Written task:
Identify each line in the items below that contains the string "negative", and copy those lines out. Letter case counts.

Items taken from a dataset
== Segment start ==
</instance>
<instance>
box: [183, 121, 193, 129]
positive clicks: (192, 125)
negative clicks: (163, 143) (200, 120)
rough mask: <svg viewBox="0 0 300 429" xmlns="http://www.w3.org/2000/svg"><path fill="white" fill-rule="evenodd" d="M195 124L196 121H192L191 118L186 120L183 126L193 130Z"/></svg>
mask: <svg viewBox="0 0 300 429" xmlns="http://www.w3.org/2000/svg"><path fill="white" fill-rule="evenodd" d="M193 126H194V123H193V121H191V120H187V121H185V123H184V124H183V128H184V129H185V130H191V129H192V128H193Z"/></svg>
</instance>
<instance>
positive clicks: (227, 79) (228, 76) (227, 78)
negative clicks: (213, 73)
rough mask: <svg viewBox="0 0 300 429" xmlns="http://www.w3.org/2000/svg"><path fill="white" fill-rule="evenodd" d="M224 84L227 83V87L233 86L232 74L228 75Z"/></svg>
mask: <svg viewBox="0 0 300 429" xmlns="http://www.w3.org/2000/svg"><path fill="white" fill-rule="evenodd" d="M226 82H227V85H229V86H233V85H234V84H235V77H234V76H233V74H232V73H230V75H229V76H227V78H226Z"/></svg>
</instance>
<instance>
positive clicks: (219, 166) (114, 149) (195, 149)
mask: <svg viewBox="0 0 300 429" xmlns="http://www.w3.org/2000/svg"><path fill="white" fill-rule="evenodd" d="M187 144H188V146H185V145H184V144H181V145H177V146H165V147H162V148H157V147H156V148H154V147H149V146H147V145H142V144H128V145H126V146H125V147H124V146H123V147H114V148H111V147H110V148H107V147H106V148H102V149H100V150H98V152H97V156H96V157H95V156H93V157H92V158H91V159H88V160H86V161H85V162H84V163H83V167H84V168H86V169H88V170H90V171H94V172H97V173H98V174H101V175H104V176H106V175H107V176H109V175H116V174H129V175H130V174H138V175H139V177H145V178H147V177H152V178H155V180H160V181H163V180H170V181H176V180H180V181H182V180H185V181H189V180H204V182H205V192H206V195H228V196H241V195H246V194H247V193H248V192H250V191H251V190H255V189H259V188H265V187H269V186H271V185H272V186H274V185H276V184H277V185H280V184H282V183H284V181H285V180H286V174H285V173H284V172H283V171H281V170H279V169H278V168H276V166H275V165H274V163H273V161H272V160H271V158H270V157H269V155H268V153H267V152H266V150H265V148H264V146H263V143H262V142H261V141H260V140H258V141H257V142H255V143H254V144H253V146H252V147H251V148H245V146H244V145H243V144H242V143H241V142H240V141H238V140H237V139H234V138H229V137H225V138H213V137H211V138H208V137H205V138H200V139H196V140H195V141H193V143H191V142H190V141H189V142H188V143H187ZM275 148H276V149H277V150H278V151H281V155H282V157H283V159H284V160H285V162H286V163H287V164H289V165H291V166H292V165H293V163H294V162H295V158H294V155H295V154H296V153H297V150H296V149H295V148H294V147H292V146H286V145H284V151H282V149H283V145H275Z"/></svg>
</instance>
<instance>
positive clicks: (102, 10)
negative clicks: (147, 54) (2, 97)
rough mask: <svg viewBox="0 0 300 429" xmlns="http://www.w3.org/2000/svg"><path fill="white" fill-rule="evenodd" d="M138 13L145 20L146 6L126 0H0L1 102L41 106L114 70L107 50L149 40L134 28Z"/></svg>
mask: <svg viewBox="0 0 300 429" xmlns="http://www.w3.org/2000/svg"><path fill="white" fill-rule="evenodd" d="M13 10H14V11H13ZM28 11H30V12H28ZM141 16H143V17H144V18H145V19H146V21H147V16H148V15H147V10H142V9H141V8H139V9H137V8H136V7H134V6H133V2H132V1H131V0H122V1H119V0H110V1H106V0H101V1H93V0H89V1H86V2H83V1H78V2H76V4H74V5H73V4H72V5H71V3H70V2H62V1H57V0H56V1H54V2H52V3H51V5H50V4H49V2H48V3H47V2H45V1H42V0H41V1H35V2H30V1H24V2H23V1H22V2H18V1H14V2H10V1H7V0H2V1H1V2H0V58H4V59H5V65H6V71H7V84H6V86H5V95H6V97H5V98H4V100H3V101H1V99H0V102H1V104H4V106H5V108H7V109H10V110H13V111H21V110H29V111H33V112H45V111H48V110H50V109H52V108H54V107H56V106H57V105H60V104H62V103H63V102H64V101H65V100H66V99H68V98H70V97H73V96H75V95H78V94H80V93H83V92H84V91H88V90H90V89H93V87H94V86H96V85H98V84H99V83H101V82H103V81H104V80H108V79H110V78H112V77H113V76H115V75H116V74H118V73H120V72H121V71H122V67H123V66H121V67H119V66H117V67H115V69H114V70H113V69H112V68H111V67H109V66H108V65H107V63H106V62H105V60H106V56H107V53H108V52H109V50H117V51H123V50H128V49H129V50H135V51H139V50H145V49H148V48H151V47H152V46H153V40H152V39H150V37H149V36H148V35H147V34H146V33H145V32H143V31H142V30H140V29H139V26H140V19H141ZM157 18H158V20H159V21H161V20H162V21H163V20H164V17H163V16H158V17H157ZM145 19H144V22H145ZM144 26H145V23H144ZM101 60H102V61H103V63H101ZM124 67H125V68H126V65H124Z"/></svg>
== Segment end ==
Result of this task:
negative clicks: (163, 143) (200, 120)
negative clicks: (213, 73)
negative clicks: (147, 54) (2, 97)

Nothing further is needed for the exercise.